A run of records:
((

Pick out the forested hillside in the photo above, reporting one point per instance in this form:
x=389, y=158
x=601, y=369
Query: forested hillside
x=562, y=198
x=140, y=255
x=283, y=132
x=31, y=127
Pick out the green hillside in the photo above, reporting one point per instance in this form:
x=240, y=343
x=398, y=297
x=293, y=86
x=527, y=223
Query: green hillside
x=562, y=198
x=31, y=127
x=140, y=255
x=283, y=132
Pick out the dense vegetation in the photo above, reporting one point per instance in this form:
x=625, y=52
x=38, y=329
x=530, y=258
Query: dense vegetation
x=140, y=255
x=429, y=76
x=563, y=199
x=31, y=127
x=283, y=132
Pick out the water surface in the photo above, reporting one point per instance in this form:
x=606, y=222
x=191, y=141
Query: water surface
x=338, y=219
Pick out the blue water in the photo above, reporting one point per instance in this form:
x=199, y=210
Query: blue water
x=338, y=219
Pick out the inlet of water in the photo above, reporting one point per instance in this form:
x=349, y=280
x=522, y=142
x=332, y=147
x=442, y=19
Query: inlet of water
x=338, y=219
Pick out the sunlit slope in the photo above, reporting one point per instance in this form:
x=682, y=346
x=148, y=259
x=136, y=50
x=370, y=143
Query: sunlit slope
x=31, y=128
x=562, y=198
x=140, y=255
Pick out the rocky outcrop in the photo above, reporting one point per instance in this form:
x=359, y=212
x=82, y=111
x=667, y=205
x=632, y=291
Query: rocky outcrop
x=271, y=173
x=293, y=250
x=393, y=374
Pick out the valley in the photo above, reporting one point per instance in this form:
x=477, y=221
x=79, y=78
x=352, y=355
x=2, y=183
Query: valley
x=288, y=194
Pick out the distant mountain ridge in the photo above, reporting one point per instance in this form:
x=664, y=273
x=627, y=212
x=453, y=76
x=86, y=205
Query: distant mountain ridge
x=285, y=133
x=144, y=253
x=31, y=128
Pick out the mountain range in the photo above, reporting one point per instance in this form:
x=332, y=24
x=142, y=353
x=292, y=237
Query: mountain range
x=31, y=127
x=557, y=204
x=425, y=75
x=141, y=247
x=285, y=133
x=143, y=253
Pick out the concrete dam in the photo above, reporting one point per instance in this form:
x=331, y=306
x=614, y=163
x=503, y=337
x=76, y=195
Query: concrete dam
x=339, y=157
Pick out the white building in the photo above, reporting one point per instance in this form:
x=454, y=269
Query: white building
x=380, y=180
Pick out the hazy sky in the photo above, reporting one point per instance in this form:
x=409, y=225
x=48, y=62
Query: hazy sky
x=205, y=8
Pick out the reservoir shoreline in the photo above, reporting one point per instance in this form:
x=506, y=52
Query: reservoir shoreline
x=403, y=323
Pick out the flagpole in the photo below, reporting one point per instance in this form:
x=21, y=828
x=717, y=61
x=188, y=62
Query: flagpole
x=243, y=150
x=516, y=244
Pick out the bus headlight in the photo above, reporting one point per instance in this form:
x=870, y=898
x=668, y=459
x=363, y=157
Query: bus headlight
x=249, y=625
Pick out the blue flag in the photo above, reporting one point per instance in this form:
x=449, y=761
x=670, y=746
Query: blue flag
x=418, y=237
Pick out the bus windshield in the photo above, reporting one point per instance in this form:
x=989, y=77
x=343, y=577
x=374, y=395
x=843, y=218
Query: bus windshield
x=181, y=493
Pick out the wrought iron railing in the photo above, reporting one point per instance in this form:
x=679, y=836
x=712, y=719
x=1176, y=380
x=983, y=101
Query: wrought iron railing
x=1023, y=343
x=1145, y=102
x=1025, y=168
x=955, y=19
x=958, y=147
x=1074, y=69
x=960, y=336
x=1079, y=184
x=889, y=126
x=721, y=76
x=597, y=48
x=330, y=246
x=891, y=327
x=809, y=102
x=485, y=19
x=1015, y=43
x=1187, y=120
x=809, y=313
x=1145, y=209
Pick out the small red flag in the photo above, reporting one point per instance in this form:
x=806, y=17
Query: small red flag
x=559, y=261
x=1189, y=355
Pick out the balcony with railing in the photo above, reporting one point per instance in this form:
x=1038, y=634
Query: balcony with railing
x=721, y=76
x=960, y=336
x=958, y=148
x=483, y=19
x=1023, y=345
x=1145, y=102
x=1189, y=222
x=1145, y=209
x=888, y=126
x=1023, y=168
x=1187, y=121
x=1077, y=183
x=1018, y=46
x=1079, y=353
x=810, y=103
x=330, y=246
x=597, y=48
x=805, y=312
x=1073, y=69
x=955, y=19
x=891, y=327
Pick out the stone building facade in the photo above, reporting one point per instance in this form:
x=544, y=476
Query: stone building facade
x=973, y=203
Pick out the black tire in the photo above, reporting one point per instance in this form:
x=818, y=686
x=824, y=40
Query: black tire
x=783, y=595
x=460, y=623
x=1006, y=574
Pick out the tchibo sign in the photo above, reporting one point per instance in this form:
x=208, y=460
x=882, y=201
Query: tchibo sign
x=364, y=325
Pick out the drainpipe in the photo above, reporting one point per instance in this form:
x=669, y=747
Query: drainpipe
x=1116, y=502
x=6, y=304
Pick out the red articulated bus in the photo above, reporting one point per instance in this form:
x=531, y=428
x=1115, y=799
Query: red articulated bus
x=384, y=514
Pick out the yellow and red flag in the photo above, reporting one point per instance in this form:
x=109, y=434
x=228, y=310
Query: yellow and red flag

))

Format everything from the first line of the entries down to and including the line containing "x=288, y=194" as a JSON list of strings, one string per line, with blank lines omitted.

◆ **Written answer**
[
  "Pick out the forested hillside in the photo above, reporting one point per instance in this form:",
  "x=389, y=158",
  "x=601, y=369",
  "Query: forested hillside",
  "x=562, y=198",
  "x=140, y=255",
  "x=283, y=132",
  "x=31, y=127",
  "Pick out the green hillside in the photo above, reporting one point per instance in this form:",
  "x=240, y=343",
  "x=398, y=297",
  "x=293, y=86",
  "x=527, y=223",
  "Query: green hillside",
  "x=562, y=198",
  "x=31, y=127",
  "x=140, y=255",
  "x=283, y=132",
  "Pick out the dense vegetation in the photo above, reporting one point per instance in this form:",
  "x=625, y=52",
  "x=38, y=329",
  "x=530, y=258",
  "Query: dense vegetation",
  "x=140, y=255",
  "x=429, y=76",
  "x=563, y=199",
  "x=31, y=127",
  "x=283, y=132",
  "Pick out the water surface in the photo above, reporting one point per instance in this form:",
  "x=606, y=222",
  "x=191, y=141",
  "Query: water surface",
  "x=338, y=219",
  "Pick out the blue water in the photo above, reporting one point per instance in this form:",
  "x=199, y=210",
  "Query: blue water",
  "x=338, y=219",
  "Pick out the inlet of water in the photo above, reporting one point per instance in this form:",
  "x=349, y=280",
  "x=522, y=142",
  "x=332, y=147",
  "x=442, y=19",
  "Query: inlet of water",
  "x=338, y=219",
  "Pick out the sunlit slope in the photo above, reporting one point per instance in this form:",
  "x=682, y=346",
  "x=148, y=259",
  "x=136, y=50",
  "x=370, y=143",
  "Query: sunlit slope",
  "x=31, y=128",
  "x=562, y=198",
  "x=140, y=255",
  "Pick out the rocky outcrop in the photo above, reporting one point per instance in this form:",
  "x=359, y=212",
  "x=82, y=111",
  "x=667, y=205",
  "x=632, y=291",
  "Query: rocky outcrop",
  "x=271, y=173",
  "x=293, y=250",
  "x=393, y=374",
  "Pick out the valley in the photo above, reporting one point per instance in this form:",
  "x=477, y=221",
  "x=79, y=78",
  "x=352, y=355",
  "x=2, y=183",
  "Query: valley",
  "x=288, y=194"
]